YOUR GOAL:
Rewrite the entries from the line with "Objective — for every instance of the hand" to the line with "[[75, 276], [108, 261], [109, 333]]", replacing "hand towel" with "bath towel" and leaving everything else unchanged. Return only those lines.

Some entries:
◆ ◆ ◆ ◆ ◆ ◆ ◆
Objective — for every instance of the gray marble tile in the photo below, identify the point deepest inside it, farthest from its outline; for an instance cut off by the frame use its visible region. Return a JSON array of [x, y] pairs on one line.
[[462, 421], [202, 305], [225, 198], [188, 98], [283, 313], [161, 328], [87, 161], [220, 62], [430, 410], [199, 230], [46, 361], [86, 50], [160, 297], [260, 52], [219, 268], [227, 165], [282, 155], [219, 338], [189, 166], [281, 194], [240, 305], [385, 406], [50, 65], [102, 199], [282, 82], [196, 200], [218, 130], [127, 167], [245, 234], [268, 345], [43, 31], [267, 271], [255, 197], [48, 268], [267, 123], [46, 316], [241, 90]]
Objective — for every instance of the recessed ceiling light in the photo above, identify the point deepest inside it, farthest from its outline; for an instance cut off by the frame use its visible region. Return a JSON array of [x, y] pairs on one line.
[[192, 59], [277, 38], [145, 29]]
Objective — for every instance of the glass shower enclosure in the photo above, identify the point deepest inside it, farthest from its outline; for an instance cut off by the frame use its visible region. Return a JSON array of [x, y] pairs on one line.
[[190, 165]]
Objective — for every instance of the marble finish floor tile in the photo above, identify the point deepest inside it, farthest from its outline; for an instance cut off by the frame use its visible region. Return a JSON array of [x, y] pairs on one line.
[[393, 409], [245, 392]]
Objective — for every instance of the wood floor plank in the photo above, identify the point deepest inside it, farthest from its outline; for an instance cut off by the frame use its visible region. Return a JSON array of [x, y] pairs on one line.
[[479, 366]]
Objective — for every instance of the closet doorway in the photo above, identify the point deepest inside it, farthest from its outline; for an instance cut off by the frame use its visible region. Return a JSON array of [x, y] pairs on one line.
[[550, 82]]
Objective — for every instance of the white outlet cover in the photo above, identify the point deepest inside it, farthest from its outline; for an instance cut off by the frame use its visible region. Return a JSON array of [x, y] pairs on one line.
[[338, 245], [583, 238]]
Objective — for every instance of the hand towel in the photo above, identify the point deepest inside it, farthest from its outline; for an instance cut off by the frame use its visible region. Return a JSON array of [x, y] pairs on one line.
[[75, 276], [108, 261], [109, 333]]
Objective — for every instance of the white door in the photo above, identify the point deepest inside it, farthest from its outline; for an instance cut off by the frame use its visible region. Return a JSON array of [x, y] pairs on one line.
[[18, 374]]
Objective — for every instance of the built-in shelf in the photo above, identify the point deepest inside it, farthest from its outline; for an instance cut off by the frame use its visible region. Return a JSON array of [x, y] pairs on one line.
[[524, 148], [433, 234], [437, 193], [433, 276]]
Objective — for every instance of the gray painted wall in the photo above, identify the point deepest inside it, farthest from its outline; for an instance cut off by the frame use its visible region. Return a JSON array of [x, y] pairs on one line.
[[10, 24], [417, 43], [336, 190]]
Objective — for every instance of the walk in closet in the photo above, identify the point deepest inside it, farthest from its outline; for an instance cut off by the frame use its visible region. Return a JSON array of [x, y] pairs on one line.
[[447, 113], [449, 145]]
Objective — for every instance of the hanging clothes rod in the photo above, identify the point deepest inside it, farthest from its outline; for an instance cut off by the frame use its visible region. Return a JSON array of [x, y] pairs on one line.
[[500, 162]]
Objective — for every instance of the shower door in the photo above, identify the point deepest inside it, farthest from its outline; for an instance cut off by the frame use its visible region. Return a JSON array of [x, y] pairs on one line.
◆ ◆ ◆ ◆ ◆ ◆ ◆
COMPLETE RESPONSE:
Objective — for every instance of the bath towel in the photo above, identify the point deepest inside it, farthest from its outline; for an instance cut off by the frame use its visible region. Return a JSON array of [x, y] pairs on one line.
[[75, 276], [108, 261], [109, 333]]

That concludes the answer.